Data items

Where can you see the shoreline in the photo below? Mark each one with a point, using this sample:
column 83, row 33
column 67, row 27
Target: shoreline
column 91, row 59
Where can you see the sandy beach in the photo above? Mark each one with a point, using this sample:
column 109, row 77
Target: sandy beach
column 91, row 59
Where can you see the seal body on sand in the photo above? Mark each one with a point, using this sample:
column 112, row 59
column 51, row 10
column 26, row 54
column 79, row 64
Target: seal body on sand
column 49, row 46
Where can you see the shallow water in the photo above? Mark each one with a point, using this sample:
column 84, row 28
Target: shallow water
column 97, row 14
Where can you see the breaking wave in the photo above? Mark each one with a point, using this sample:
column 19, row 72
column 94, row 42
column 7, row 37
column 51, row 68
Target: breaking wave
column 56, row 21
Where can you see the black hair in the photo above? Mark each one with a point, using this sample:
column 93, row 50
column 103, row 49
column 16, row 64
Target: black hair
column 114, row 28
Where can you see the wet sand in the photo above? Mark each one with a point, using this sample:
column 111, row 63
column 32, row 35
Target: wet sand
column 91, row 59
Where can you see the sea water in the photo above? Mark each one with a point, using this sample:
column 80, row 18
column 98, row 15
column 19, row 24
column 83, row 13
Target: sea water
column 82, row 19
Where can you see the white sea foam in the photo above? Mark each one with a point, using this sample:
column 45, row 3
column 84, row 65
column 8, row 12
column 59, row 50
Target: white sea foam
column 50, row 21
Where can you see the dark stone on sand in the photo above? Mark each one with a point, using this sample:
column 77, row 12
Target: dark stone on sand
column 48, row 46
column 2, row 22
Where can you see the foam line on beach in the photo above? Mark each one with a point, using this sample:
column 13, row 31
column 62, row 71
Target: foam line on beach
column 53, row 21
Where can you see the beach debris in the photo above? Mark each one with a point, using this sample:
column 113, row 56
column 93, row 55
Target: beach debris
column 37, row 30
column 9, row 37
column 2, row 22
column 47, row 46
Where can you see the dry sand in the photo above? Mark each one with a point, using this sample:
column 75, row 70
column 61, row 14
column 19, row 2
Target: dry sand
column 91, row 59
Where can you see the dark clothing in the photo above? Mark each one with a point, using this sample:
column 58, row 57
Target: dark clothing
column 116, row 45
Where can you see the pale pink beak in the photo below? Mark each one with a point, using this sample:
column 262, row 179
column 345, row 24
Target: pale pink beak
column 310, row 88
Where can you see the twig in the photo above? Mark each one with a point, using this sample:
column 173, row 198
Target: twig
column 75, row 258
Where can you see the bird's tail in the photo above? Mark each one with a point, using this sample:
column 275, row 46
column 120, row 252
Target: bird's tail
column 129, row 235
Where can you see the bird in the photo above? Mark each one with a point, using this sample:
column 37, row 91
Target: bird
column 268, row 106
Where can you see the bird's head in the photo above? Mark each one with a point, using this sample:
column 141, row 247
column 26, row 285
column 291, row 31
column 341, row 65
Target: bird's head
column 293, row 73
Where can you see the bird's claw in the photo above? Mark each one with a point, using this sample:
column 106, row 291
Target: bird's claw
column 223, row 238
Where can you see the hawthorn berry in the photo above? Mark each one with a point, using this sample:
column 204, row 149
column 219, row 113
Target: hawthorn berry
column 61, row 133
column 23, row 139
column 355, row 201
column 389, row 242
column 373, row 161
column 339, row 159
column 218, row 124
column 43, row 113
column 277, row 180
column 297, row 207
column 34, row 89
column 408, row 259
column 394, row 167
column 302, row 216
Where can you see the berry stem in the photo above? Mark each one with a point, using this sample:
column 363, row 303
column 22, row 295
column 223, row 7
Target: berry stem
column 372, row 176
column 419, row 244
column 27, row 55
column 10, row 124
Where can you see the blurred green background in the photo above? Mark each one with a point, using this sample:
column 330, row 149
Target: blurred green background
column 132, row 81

* Task prompt *
Only the lines above starting at the one containing "Target: seal body on sand" and ending at the one containing "column 19, row 24", both included, are to be returned, exactly as they read.

* Task output *
Target: seal body on sand
column 49, row 46
Where can you see the shallow water in the photo above? Mark each one with a point, using this sample:
column 84, row 28
Target: shallow water
column 97, row 14
Where can you see the breaking wave in the photo above? Mark each one with a point, using this sample:
column 19, row 72
column 94, row 42
column 7, row 37
column 51, row 68
Target: breaking wave
column 56, row 21
Where can you see the black hair in the photo above? Mark each one with a point, using this sample:
column 93, row 50
column 103, row 49
column 16, row 64
Target: black hair
column 114, row 28
Where can you see the wet sand in the photo above? Mark each one with a point, using this sample:
column 111, row 63
column 32, row 35
Target: wet sand
column 91, row 59
Where can you see the sea water in the photo above? Mark each one with a point, using this sample:
column 80, row 18
column 98, row 15
column 19, row 24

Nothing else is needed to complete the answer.